▶ **Task description**: From the HPC cluster policy text, write out the part that opens with the words containing "The login nodes are" and closes with "the frisco/bristlecone nodes.".

2.1 General HPC Cluster Policies - Center for High Performance Computing

2.1.1 Cluster General Login or Interactive Node Policy

The interactive or login nodes are the front end interface nodes for access to the HPC clusters. Each cluster has a set of two general login nodes associated with them. For example if you ssh into "kingspeak.chpc.utah.edu," you will actually be connected to one of the two general kingspeak nodes, either kingspeak1 or kingspeak2. In the protected environment, there are redwood1 and redwood2. In addition to the cluster front end nodes, CHPC provides a set of additional login nodes, the frisco nodes in the general environment and the bristlecone nodes in the protected environment, for limited interactive work. For intensive interactive work you must use the batch system.
The login nodes are your interface with the computational nodes and are where you interact with the batch system. Please see our User Guides for details. Processes run directly on these nodes should be limited to tasks such as editing, data staging and management, lightweight data analysis, compiling codes and debugging, as long as it is not resource intensive (memory, cpu, network and/or i/o). In terms of i/o, if you are doing large transfers of data please make use of the Data Transfer nodes instead if the login nodes. The policies for acceptable usage of the frisco/bristlecone nodes is more relaxed than the cluster interactive nodes, but is still limited. Our goal is to limit cpu usage to the equivalent of 15 core minutes at or under 4 GB memory usage on the cluster interactive nodes or 120 core minutes at or under 12 GB memory usage on the frisco/bristlecone nodes.

(Shape labeling listing)
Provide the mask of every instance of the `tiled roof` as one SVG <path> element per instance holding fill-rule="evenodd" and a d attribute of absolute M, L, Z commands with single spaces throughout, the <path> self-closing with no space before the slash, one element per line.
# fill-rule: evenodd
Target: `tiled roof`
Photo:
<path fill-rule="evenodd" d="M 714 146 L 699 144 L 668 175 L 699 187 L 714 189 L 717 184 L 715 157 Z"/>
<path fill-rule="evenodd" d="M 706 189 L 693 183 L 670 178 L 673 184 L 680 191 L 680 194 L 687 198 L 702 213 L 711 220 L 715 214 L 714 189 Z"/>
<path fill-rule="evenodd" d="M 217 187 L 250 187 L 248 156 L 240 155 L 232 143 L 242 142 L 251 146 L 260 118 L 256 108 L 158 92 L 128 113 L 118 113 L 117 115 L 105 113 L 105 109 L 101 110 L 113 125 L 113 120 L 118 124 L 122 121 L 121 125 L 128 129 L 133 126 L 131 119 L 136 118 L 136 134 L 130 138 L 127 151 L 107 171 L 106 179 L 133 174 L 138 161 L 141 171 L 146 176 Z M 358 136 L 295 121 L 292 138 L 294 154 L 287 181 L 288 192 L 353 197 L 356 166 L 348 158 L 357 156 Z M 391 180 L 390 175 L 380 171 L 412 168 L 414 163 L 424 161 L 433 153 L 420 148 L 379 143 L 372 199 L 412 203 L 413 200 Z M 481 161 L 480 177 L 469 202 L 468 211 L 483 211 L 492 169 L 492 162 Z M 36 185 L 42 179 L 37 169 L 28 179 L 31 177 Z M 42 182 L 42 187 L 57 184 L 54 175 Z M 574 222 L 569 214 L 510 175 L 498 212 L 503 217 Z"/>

▶ **Response to this exercise**:
The login nodes are your interface with the computational nodes and are where you interact with the batch system. Please see our User Guides for details. Processes run directly on these nodes should be limited to tasks such as editing, data staging and management, lightweight data analysis, compiling codes and debugging, as long as it is not resource intensive (memory, cpu, network and/or i/o). In terms of i/o, if you are doing large transfers of data please make use of the Data Transfer nodes instead if the login nodes. The policies for acceptable usage of the frisco/bristlecone nodes is more relaxed than the cluster interactive nodes, but is still limited. Our goal is to limit cpu usage to the equivalent of 15 core minutes at or under 4 GB memory usage on the cluster interactive nodes or 120 core minutes at or under 12 GB memory usage on the frisco/bristlecone nodes.